ARTICLE:
○ ○ ○
I had 2110. But didn't get into CMH. By just 0.75 percent. There were 16 kids ahead of me ensive:ensive: so I'm going to improve my score too iA. PHYSICS actually sucked for me :grimacing:


----------



## maham asghar (Nov 1, 2015)

So you wont join any academy? Plus any tips and tricks regarding paper solving will be appreciated!


----------



## nayab itrat (Oct 20, 2015)

Ummm for SAT 2 I think self study and concepts and tips help. Idk any academies but I suggest do SAT from their original books and study alot yourself at home. As for tips and tricks practise alottt. Practise timing in chem. There are alot of balancing and moles questions. It needs quick thinking. For Bio tests are most closely like Barrons practise tests so do as many as you can. And for physics study the book you understand.. Don't cram anything. Physics was like A levels p1. Weird and tricky, I wont call it easy at all. All my friends have 2100 something because of physics so practise it the most. Best of luck to you. When will you appear?
○ ○ ○
EXERCISE: Continue the forum thread about preparing for SAT 2 from the point where it stops.
○ ○ ○
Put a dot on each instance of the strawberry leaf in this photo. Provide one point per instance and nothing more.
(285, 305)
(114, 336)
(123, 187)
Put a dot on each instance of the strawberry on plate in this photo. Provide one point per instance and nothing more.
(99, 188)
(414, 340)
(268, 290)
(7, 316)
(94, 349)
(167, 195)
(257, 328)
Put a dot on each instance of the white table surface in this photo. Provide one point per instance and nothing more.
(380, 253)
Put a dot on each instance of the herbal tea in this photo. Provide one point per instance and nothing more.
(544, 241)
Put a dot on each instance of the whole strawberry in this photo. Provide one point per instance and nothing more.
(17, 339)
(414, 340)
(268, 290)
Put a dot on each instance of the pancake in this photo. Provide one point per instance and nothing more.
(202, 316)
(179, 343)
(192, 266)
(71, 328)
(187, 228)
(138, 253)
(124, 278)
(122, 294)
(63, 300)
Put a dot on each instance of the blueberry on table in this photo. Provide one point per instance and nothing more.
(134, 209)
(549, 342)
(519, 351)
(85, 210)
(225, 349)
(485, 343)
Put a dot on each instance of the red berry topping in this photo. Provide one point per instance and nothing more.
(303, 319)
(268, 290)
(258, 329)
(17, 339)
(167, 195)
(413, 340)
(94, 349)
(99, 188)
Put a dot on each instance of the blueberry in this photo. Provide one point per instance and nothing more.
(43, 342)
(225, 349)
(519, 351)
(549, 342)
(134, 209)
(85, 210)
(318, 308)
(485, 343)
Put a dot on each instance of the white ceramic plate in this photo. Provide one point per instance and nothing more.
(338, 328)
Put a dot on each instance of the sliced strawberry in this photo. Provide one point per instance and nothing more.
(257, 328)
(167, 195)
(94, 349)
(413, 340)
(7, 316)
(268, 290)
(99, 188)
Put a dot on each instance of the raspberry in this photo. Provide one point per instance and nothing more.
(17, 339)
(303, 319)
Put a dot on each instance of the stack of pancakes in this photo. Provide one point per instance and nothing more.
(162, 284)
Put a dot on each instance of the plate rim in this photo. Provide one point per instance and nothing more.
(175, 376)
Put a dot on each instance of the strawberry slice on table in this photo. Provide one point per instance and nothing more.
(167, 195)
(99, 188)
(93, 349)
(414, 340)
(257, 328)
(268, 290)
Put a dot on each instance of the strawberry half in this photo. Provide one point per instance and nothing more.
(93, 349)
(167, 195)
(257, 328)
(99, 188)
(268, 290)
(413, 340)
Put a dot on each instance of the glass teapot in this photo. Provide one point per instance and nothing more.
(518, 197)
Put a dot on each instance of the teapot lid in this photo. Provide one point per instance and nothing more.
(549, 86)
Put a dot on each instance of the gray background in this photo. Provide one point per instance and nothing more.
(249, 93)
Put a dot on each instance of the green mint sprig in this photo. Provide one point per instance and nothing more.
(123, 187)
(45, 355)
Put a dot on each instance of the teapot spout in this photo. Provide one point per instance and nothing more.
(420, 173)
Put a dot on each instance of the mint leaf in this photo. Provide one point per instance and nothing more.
○ ○ ○
ANSWER BELOW:
----------



## Newbie09 (Nov 12, 2015)

Hey can you both guide me about SAT1 aswell


----------



## escalations (Apr 17, 2015)

I have taken French, Bio and Maths2, still need to take Chemistry. Scored 700+ but taking Maths2 again. I will not be taking Physics. Generally speaking if you are a good A/O level student, it will not be very difficult for you. I have listed below a link from book review from College Confidential, which I have found to be very close to the real deal. Only the first post is relevant, the rest is too many opinions and vague.
List of the Best SAT Subject Test Prep Books - College Confidential

SAT1 is absolutely and totally different kind of test than SAT2. If you are going to be taking SAT1, the biggest decision you will have to make is whether you want to take old SAT or new SAT (starting from March 2016). So you can say Jan 2016 is your last shot if not already registered for this December. You can also take old and new and see which one you do better at 
You can go to the collegeboard web site and read the differences as there are quite a few to list, and make up your mind. I prefer the new SAT due to no more awkward Vocabulary, a writing section that most colleges don't weigh and negative marking. Due to that I opted to take ACT (only accepted at US Universities).


----------



## maham asghar (Nov 1, 2015)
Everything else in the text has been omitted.